» **STATED PROBLEM A**
Reproduce the passage below on creating a welcoming organizational environment in its entirety, without any changes.

» **PASSAGE GIVEN**
★ ★ ★ ★
Creating a Welcoming Organizational Environment

For successful inclusion, it is crucial that the culture of an organization is welcoming and able to effectively integrate diverse experiences and insights. This means valuing unique perspectives, including insights informed by race, gender, cultural, socioeconomic background, education, and personal experience with suicide. An organizational culture where life experiences are openly discussed and valued promotes engagement. A welcoming environment is one that allows professional, educational, and personal experience to be integrated into internal communications and community programming. To help create this type of environment, consider providing training to your organization’s staff on cultural competence in working with people with lived experience.

 

Creating a welcoming environment begins with leadership

Formal and informal leaders are key to creating a welcoming organizational environment that supports inclusion and whole staff wellness.1 Leaders set the climate and culture through their actions, words, and expectations in engaging individuals with lived experience.

Actions such as ensuring all employees have access to tangible supports, writing job descriptions that emphasize the value of lived experience, holding staff accountable for any inadvertent or subtle discriminatory acts or language, and casual conversations (e.g., watercooler chat) with those with lived experience, set the tone, direction, and message that lived experience is important and valued in all employees.
★ ★ ★ ★
Entries for pointing and labeling:
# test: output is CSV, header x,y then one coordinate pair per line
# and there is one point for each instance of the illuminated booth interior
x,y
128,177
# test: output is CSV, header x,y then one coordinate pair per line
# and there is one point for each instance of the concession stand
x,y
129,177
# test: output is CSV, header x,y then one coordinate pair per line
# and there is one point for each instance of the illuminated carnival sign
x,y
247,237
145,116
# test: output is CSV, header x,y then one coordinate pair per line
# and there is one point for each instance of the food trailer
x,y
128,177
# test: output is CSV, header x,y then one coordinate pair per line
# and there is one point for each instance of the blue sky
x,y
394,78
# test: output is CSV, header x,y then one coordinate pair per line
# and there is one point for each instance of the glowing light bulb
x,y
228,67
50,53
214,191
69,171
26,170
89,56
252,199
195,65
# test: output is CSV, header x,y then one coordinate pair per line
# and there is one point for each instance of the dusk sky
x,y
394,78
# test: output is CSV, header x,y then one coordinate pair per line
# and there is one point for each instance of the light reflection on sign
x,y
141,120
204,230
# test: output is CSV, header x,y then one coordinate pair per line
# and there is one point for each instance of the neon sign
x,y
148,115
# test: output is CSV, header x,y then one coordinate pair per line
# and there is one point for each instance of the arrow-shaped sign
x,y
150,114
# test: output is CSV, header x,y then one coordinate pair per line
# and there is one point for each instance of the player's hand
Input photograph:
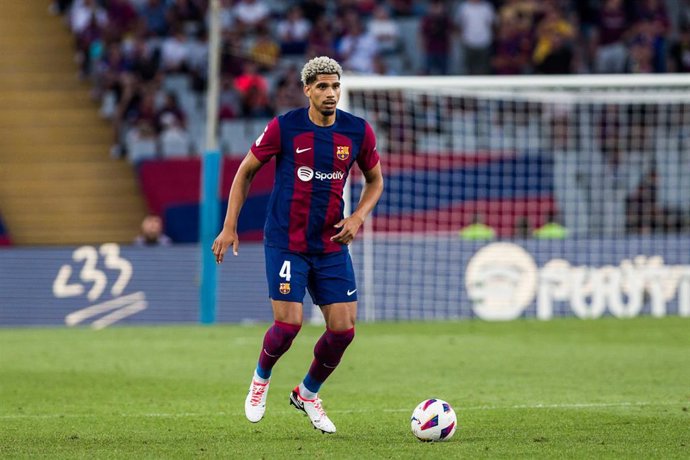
x,y
223,241
348,229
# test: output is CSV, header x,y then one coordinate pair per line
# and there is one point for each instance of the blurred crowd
x,y
148,58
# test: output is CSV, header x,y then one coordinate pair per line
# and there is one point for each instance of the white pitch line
x,y
356,411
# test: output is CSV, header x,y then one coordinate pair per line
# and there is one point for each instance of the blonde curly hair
x,y
322,65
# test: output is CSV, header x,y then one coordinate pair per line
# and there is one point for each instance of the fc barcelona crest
x,y
342,152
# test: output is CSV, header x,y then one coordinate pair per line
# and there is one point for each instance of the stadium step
x,y
72,116
45,100
39,135
55,152
58,183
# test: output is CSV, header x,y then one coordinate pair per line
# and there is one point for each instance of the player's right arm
x,y
266,146
238,195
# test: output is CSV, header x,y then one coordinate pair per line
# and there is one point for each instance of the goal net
x,y
526,196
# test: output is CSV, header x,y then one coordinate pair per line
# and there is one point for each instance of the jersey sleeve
x,y
267,145
368,156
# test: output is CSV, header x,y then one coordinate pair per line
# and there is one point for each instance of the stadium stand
x,y
58,184
172,190
147,62
4,236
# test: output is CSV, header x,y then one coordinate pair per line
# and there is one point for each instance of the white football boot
x,y
314,410
255,404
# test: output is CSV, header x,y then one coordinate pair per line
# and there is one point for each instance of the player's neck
x,y
320,119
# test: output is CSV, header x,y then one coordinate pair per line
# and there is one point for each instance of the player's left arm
x,y
373,188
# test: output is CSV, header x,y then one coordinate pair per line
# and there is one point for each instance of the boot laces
x,y
258,391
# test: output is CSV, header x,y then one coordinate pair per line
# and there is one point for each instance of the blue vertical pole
x,y
209,214
209,217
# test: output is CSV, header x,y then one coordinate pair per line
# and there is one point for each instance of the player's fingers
x,y
338,237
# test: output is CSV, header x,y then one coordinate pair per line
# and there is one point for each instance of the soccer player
x,y
306,234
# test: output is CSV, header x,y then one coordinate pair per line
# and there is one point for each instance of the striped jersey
x,y
312,164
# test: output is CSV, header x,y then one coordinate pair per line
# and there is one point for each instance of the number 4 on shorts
x,y
285,271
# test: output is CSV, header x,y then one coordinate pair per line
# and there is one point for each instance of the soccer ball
x,y
433,420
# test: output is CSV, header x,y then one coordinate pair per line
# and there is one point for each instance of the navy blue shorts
x,y
330,278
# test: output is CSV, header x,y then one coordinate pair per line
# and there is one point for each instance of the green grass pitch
x,y
525,389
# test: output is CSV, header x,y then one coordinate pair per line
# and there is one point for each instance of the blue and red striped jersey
x,y
312,164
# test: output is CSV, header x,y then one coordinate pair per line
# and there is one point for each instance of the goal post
x,y
530,196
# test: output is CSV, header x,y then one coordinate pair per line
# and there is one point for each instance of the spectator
x,y
175,52
230,104
170,107
188,14
87,20
680,52
653,17
288,94
122,18
152,233
321,39
314,9
155,17
141,142
475,19
145,61
511,50
385,31
265,51
608,39
553,52
232,53
435,31
174,140
293,32
83,12
250,14
254,91
357,47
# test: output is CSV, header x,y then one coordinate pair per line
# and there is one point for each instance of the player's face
x,y
324,93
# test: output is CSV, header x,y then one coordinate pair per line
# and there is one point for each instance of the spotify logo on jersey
x,y
305,173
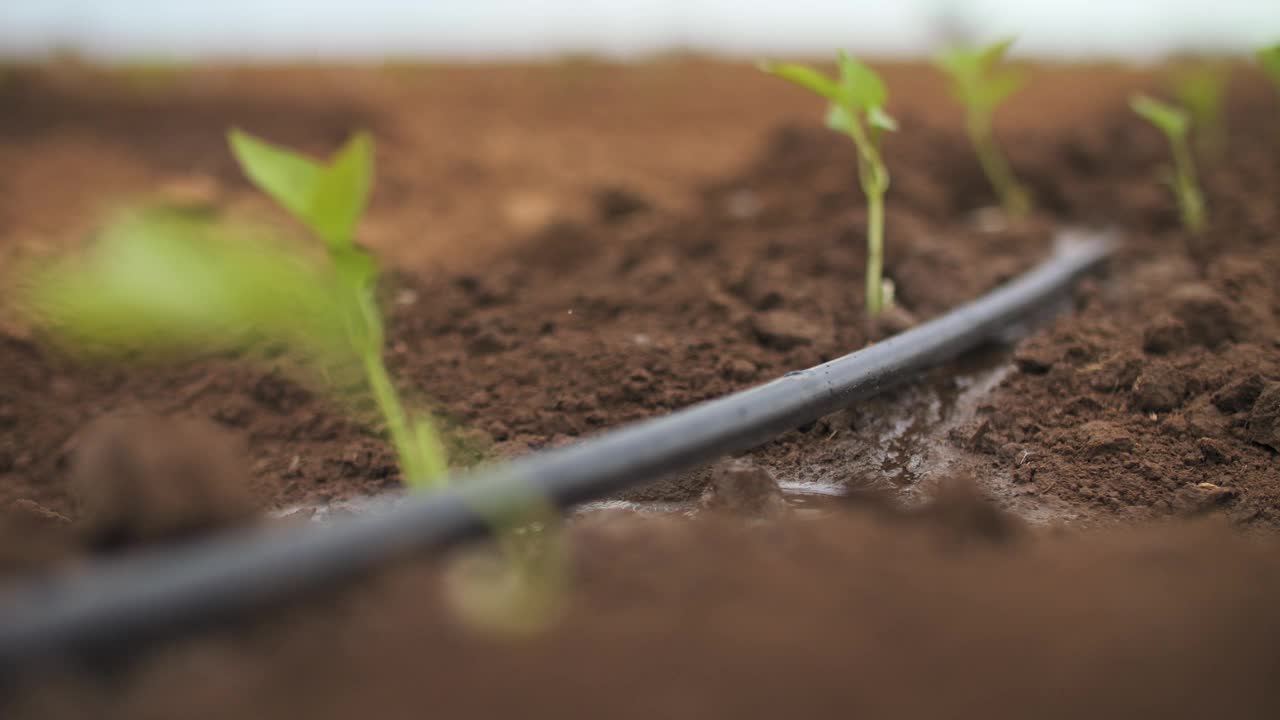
★ ★ ★ ★
» **STATED PROBLEM B**
State only the number of lines in the records above that contain the string "shorts".

» **EXERCISE RESULT A**
Creating a Welcoming Organizational Environment

For successful inclusion, it is crucial that the culture of an organization is welcoming and able to effectively integrate diverse experiences and insights. This means valuing unique perspectives, including insights informed by race, gender, cultural, socioeconomic background, education, and personal experience with suicide. An organizational culture where life experiences are openly discussed and valued promotes engagement. A welcoming environment is one that allows professional, educational, and personal experience to be integrated into internal communications and community programming. To help create this type of environment, consider providing training to your organization’s staff on cultural competence in working with people with lived experience.

 

Creating a welcoming environment begins with leadership

Formal and informal leaders are key to creating a welcoming organizational environment that supports inclusion and whole staff wellness.1 Leaders set the climate and culture through their actions, words, and expectations in engaging individuals with lived experience.

Actions such as ensuring all employees have access to tangible supports, writing job descriptions that emphasize the value of lived experience, holding staff accountable for any inadvertent or subtle discriminatory acts or language, and casual conversations (e.g., watercooler chat) with those with lived experience, set the tone, direction, and message that lived experience is important and valued in all employees.

» **EXERCISE RESULT B**
2